### Document
- Born: Hamilton, Ontario, Canada
- Education: University of Toronto
- Occupation(s): Lawyer, author, columnist
- Website: www.levittllp.com

= Howard Levitt =

Canadian employment lawyer

Howard Levitt is a Canadian lawyer, author, and columnist. He is a senior partner at the Toronto employment law firm Levitt LLP. Levitt has published six employment law books, including The Law of Dismissal in Canada. He writes a twice weekly column for the Financial Post.

== Early life ==
Levitt was raised in Hamilton, Ontario. He attended the University of Toronto, where he obtained his Bachelor of Laws degree. He did courses at Harvard Law School, following that, obtaining his Negotiation and Advanced Negotiation Certificate under Roger Fisher.

== Career ==

=== Legal career ===
Levitt started his career as an employment lawyer specializing in wrongful dismissal.

Levitt worked on several prolific cases in his early career. He represented Betty Stone, who worked for the Toronto branch of the National Council of Jewish Women. Stone lost her employment as executive director after investigating the political contributions of fundraiser Patti Starr. Known as the Patti Starr affair, the legal proceedings received prominent news coverage and he acted for her before the Houlden Commission. This case contributed to the collapse of the David Peterson provincial Liberal government since many cabinet ministers were involved with Starr.

### The tasks
A) Quote the Howard Levitt biography starting at "Howard Levitt is" and ending at "the Financial Post.".
B) Answer from the Howard Levitt biography:
(i) In what city was Levitt raised?
(ii) Which publication carries his twice weekly column?
(iii) Before which commission did he act for Betty Stone?
Rely only on the Howard Levitt biography for these.

### Extracted information
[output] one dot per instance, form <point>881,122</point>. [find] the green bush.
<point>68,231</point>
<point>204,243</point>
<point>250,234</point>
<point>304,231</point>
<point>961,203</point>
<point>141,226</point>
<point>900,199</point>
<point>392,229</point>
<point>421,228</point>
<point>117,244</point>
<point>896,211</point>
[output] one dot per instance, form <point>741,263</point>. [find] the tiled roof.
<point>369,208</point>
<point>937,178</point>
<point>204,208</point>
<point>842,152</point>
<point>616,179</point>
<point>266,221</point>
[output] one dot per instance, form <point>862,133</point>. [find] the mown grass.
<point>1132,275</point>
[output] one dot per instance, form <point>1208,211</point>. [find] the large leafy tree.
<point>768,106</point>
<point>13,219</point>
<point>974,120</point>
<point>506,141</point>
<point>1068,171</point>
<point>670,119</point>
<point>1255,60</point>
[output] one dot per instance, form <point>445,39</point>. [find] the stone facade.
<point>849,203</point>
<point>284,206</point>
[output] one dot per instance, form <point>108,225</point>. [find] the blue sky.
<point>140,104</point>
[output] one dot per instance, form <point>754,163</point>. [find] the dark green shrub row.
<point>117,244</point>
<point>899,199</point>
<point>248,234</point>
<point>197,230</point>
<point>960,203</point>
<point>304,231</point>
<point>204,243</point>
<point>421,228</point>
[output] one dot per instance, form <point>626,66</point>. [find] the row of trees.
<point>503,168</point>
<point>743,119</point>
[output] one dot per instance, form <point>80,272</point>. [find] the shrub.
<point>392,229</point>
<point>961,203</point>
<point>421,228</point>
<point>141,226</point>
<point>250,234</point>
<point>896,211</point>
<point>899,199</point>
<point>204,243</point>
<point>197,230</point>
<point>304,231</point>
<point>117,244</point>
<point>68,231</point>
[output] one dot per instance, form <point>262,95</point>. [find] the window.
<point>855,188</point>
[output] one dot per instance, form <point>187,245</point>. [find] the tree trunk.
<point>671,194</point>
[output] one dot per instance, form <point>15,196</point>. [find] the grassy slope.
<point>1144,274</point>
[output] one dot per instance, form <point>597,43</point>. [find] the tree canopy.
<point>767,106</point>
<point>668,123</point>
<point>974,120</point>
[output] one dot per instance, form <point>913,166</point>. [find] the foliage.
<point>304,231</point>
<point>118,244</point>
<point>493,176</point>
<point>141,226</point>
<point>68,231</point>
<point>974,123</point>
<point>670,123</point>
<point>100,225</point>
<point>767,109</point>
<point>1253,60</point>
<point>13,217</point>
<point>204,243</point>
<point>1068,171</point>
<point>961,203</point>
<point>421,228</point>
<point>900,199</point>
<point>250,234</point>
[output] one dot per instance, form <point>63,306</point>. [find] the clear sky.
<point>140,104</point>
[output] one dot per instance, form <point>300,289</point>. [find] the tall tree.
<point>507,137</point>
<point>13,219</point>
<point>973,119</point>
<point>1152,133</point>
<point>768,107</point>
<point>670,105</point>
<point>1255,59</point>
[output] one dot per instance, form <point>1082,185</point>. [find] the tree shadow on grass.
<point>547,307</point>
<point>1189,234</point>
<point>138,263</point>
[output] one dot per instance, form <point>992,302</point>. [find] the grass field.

### Exercise responses
A)
Howard Levitt is a Canadian lawyer, author, and columnist. He is a senior partner at the Toronto employment law firm Levitt LLP. Levitt has published six employment law books, including The Law of Dismissal in Canada. He writes a twice weekly column for the Financial Post.

B)
(i) Hamilton, Ontario
(ii) The Financial Post
(iii) The Houlden Commission